Stated task
Reproduce every one of the following items word for word, line by line, without changing anything.

Data provided
╭──
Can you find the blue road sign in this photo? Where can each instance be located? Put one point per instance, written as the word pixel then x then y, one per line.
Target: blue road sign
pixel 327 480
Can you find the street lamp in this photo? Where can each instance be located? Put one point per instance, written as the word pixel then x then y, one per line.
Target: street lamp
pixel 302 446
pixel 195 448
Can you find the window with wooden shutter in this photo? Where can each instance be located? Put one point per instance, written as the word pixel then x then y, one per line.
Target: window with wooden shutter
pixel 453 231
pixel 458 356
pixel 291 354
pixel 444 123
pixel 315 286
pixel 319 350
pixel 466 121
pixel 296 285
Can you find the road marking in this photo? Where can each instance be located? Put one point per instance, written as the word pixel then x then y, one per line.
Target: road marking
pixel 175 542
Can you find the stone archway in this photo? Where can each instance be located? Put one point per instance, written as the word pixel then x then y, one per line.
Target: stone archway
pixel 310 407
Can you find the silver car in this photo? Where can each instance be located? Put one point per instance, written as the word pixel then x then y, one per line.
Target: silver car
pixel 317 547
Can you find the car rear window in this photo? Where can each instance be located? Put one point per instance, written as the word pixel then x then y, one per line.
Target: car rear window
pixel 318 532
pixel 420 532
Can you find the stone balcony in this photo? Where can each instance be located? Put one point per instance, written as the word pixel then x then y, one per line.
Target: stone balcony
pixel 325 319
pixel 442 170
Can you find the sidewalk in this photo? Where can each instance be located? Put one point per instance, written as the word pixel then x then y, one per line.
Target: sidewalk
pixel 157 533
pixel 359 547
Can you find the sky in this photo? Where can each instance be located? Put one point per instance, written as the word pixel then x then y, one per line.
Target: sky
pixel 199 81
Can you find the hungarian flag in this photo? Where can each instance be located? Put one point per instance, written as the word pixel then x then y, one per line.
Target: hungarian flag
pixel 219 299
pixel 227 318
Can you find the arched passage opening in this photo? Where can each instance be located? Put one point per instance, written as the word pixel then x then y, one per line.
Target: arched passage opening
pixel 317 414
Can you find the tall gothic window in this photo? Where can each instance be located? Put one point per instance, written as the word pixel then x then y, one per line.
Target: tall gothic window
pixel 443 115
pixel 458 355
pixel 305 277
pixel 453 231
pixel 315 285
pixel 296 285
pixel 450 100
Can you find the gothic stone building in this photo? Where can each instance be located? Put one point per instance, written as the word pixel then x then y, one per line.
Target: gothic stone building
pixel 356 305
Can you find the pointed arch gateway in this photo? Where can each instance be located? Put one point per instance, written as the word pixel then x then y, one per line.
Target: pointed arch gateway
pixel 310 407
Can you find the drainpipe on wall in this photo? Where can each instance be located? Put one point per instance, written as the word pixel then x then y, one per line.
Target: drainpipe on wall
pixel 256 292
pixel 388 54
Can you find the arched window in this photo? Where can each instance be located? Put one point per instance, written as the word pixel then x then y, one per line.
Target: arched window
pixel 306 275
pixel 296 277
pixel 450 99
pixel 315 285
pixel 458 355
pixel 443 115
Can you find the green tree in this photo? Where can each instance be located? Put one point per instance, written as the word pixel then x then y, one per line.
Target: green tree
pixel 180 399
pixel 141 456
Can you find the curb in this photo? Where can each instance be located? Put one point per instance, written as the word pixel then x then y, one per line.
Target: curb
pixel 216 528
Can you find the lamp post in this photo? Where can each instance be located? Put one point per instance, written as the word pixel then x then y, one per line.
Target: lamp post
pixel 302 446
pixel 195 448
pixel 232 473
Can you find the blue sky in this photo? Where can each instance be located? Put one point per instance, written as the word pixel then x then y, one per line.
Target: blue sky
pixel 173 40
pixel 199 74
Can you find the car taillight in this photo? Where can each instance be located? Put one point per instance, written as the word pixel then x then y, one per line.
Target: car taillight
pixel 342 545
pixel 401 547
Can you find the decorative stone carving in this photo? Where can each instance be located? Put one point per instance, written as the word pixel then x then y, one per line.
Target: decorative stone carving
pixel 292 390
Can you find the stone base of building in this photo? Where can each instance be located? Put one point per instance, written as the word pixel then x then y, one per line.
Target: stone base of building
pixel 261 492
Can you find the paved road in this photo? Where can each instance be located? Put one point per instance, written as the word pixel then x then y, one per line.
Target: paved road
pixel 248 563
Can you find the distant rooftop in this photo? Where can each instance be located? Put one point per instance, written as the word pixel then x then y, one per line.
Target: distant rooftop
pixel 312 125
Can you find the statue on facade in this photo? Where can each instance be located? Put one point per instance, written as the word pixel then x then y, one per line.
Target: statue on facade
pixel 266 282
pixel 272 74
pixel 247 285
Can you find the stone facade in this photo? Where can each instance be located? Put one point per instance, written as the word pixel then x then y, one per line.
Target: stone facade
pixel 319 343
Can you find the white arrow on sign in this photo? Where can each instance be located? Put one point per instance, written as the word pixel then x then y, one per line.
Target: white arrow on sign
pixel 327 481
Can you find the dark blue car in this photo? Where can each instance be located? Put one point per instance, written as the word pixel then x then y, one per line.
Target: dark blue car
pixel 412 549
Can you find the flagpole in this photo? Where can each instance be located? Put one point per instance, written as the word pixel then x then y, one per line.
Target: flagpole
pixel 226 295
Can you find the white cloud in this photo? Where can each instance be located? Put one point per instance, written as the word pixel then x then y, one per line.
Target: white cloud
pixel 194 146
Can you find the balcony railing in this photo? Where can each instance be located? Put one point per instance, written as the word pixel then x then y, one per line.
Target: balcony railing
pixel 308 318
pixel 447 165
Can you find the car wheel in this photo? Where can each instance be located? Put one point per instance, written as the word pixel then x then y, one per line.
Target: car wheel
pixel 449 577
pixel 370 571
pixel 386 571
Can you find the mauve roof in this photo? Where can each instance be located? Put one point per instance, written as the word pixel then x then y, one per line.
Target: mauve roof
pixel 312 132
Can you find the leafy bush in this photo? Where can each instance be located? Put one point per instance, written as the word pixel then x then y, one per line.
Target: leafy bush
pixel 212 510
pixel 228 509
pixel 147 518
╰──
In response
Can you find the blue road sign in this photo? Where can each instance be located? Put one point per instance, written as the word pixel then x then y, one per line.
Target: blue road sign
pixel 327 480
Can you find the street lamp in this photo? Where can each instance be located? Put one point per instance, written as the word pixel then x then y, one per line.
Target: street lamp
pixel 302 446
pixel 195 448
Can you find the window with wooden shutter in this photo? Where can each instance be located? Put one point per instance, written as the word pixel then x then y, one per line.
Target: window with wooden shutter
pixel 453 231
pixel 458 356
pixel 291 354
pixel 444 123
pixel 315 286
pixel 319 350
pixel 466 121
pixel 296 285
Can you find the road marking in this photo? Where can each instance be located? Put one point per instance, written as the word pixel then x then y, one per line.
Target: road marking
pixel 175 542
Can you find the stone archway in this photo? Where can each instance be located? Put one point per instance, written as the word pixel then x then y, one per line.
Target: stone archway
pixel 310 407
Can you find the silver car in this photo? Where can each instance be located? Put one point per instance, written as the word pixel then x then y, one per line.
Target: silver car
pixel 317 547
Can you find the car rear window in this photo? Where can each instance be located? Put one point per instance, written as the word pixel then x then y, one per line.
Target: car rear window
pixel 318 532
pixel 420 532
Can you find the stone balcony in this photo? Where can each instance be located? Put one point per instance, written as the word pixel then x then y, one per line.
Target: stone balcony
pixel 325 319
pixel 442 170
Can you find the sidewalk in this photo? Where can each instance be located? Put one point per instance, written as the word pixel then x then y, one per line.
Target: sidewalk
pixel 157 533
pixel 359 547
Can you find the sky in this photo? Where can each instance be located? Put one point per instance, written as the word pixel then x then y, one per line.
Target: sky
pixel 199 81
Can you find the hungarian flag in this photo? Where can each instance be located? Put one point per instance, written as the word pixel then x then y, one per line.
Target: hungarian flag
pixel 219 299
pixel 227 318
Can you find the arched passage opening in this photo? Where can each instance be located? Put one point per instance, written as the word pixel then x then y, one per line.
Target: arched passage opening
pixel 317 414
Can you find the tall gothic window in this photo? Where can each instance be located? Put one point per instance, written as the word pixel then x then y, one per line.
Target: tall gothic window
pixel 443 115
pixel 458 355
pixel 305 277
pixel 453 231
pixel 315 285
pixel 296 285
pixel 450 100
Can you find the gothic stone building in this photo? Where can each instance be located? Put one point per instance, written as the word pixel then x then y, one per line.
Target: gothic stone building
pixel 356 305
Can you find the pointed arch gateway in this photo? Where can each instance be located? Put one point per instance, written as the word pixel then x then y, one per line.
Target: pointed arch gateway
pixel 310 407
Can you find the drainpipe on wall in this photo? Where can each instance be located? Put one point per instance, written as the word pixel then x then y, one per line.
Target: drainpipe on wall
pixel 256 292
pixel 388 54
Can you find the arched window in this photo? Where can each instance be located? Put one point per instance, written as the word pixel then x then y, one per line.
Target: arched window
pixel 306 275
pixel 296 277
pixel 450 99
pixel 315 285
pixel 458 355
pixel 443 115
Can you find the green tree in this photo? Where can each instance be located? Put one point per instance, written as the word pixel then x then y, one per line.
Target: green tree
pixel 180 399
pixel 141 456
Can you find the curb in this photo? Where can each instance be located? Put one point per instance, written as the word pixel then x then y, one per line.
Target: curb
pixel 216 528
Can you find the lamp post in this photo? Where can each instance be located? Put one point per instance, written as the word pixel then x then y, one per line.
Target: lamp post
pixel 302 446
pixel 195 448
pixel 232 473
Can you find the blue sky in this photo? Where can each instance be located? Put one point per instance, written as the word pixel then x then y, one per line.
Target: blue sky
pixel 173 40
pixel 199 74
Can you find the car taillight in this photo? Where can each instance be located? Put one point per instance, written as the word pixel then x then y, one per line.
Target: car taillight
pixel 342 545
pixel 401 547
Can you find the decorative stone carving in this photo? Where can each instance be located? Put one point per instance, written as the word pixel then x then y, one per line.
Target: decorative stone carving
pixel 292 390
Can you find the stone base of building in this photo? Where can each instance be located? Put one point per instance, written as the word pixel then x then y, one per line.
Target: stone base of building
pixel 261 492
Can you find the paved road in this photo? Where can each instance be located? Put one point per instance, written as the word pixel then x then y, one per line.
Target: paved road
pixel 248 563
Can you find the distant rooftop in this photo? Where can each instance be located? Put one point per instance, written as the word pixel then x then y, one per line.
Target: distant rooftop
pixel 312 125
Can you find the statue on facade in this photo? Where can each instance be located? Put one point per instance, written as the word pixel then x then y, one per line.
Target: statue on facade
pixel 266 282
pixel 272 74
pixel 247 285
Can you find the stone facade in this photo? Where can each instance be located? Put one point per instance, written as the word pixel then x then y, one per line.
Target: stone facade
pixel 319 343
Can you find the white arrow on sign in this photo? Where can each instance be located? Put one point per instance, written as the word pixel then x then y, one per line.
Target: white arrow on sign
pixel 327 481
Can you find the dark blue car in this photo? Where can each instance be located? Put one point per instance, written as the word pixel then x then y, one per line.
Target: dark blue car
pixel 412 549
Can you find the flagpole in this photo? Where can each instance be located? Put one point per instance, written as the word pixel then x then y, one per line.
Target: flagpole
pixel 226 295
Can you find the white cloud in this photo? Where can each instance be located? Put one point per instance, written as the word pixel then x then y, one per line.
Target: white cloud
pixel 194 146
Can you find the balcony railing in this photo? Where can each instance be located? Put one point per instance, written as the word pixel then x then y, one per line.
Target: balcony railing
pixel 308 318
pixel 447 165
Can you find the car wheel in this photo? Where can each instance be located? Put one point per instance, written as the word pixel then x then y, one per line.
Target: car wheel
pixel 449 577
pixel 370 571
pixel 386 571
Can you find the mauve roof in this photo? Where can each instance be located? Put one point per instance, written as the word pixel then x then y, one per line.
Target: mauve roof
pixel 312 132
Can you find the leafy bush in this photo? Where can each instance be located? Put one point per instance, written as the word pixel then x then y, one per line.
Target: leafy bush
pixel 212 510
pixel 228 509
pixel 147 518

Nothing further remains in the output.